- Exercise -
The expected output is a copy of every line in the records with the string "pole".

Collection entries:
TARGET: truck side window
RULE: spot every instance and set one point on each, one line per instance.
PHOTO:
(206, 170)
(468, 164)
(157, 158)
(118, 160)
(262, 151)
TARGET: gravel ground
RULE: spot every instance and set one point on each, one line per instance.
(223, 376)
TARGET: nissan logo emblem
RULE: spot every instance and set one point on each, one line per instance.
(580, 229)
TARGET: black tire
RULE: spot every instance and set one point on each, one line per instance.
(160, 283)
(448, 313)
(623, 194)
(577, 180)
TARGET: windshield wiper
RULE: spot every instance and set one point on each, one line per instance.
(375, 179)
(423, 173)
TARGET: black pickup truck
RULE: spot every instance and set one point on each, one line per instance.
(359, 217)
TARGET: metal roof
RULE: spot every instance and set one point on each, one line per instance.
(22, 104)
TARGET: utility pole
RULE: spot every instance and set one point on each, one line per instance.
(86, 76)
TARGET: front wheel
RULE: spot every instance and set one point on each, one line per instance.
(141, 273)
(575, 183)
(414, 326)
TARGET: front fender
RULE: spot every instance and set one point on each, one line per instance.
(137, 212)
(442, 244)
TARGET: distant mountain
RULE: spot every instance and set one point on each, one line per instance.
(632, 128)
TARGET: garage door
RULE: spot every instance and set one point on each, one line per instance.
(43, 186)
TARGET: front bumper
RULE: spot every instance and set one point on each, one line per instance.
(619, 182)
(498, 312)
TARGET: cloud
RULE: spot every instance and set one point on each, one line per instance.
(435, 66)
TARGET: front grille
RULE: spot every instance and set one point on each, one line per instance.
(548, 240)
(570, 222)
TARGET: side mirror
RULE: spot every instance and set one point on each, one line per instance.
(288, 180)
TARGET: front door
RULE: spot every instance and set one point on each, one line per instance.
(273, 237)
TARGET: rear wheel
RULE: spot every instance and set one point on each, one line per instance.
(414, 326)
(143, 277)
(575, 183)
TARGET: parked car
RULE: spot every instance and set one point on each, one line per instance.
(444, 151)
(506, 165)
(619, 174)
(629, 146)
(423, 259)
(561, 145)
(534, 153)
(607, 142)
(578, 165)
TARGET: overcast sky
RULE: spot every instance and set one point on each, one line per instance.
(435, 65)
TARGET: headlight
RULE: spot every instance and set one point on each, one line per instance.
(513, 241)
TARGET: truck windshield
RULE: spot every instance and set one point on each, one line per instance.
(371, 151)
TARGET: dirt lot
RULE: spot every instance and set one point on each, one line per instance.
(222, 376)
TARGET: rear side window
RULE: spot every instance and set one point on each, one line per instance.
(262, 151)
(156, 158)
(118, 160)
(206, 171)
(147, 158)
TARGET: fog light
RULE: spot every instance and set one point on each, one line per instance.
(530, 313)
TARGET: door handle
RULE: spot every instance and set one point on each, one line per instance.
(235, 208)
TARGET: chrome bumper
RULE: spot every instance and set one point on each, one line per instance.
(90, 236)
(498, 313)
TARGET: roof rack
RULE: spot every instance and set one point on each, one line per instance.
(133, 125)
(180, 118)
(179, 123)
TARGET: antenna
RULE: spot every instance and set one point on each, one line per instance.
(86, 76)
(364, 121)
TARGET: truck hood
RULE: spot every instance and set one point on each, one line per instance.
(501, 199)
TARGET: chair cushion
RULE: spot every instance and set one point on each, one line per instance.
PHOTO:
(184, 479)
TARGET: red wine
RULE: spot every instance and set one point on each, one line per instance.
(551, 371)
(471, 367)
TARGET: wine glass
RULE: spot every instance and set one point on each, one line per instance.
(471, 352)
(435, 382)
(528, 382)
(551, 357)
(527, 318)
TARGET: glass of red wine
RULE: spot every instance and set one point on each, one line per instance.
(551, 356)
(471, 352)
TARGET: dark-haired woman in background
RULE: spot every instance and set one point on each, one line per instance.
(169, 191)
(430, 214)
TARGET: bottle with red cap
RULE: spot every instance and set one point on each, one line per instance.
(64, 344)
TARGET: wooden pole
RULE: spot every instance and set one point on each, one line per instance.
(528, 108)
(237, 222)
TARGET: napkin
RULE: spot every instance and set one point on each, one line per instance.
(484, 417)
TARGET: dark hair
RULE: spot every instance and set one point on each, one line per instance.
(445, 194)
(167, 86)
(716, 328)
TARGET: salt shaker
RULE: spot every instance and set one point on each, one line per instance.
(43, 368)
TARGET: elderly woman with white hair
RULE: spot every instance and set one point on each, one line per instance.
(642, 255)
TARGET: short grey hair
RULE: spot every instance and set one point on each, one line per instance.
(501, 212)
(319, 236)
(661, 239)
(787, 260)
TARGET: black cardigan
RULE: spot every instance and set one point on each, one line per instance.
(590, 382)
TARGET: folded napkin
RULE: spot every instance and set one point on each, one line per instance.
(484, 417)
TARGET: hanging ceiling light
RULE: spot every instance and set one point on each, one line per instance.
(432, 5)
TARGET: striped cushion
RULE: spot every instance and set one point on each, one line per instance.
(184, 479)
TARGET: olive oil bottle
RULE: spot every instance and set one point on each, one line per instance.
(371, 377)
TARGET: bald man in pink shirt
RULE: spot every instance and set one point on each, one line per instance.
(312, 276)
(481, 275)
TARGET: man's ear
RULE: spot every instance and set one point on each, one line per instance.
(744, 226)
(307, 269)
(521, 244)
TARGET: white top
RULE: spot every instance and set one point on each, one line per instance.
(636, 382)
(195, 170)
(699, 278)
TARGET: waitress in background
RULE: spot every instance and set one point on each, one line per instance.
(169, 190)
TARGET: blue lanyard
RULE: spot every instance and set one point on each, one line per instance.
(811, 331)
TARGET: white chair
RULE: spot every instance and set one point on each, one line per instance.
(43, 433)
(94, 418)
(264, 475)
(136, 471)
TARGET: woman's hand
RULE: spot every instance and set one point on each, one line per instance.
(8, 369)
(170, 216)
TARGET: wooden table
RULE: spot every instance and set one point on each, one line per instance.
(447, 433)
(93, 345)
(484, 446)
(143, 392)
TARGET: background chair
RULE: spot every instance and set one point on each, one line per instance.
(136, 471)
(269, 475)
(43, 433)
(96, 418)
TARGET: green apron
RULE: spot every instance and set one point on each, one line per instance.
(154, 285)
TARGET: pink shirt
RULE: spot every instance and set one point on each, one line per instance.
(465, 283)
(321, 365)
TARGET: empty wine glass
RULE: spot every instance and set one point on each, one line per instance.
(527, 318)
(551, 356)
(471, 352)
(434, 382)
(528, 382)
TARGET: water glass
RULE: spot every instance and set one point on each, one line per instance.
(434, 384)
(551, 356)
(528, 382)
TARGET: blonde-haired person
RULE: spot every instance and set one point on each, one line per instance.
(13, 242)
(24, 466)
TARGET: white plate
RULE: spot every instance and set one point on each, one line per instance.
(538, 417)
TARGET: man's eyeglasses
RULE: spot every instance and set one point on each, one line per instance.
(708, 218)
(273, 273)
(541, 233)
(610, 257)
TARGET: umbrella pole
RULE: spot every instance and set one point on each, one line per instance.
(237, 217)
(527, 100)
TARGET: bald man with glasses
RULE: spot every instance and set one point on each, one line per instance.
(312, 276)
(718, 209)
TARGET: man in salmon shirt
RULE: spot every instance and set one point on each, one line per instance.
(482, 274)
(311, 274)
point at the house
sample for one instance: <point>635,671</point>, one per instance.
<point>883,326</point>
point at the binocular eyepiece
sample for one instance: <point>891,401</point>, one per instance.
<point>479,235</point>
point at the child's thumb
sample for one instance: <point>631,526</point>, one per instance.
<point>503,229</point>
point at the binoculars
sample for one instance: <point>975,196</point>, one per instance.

- Output -
TARGET: utility pole
TARGET: wooden pole
TARGET: umbrella pole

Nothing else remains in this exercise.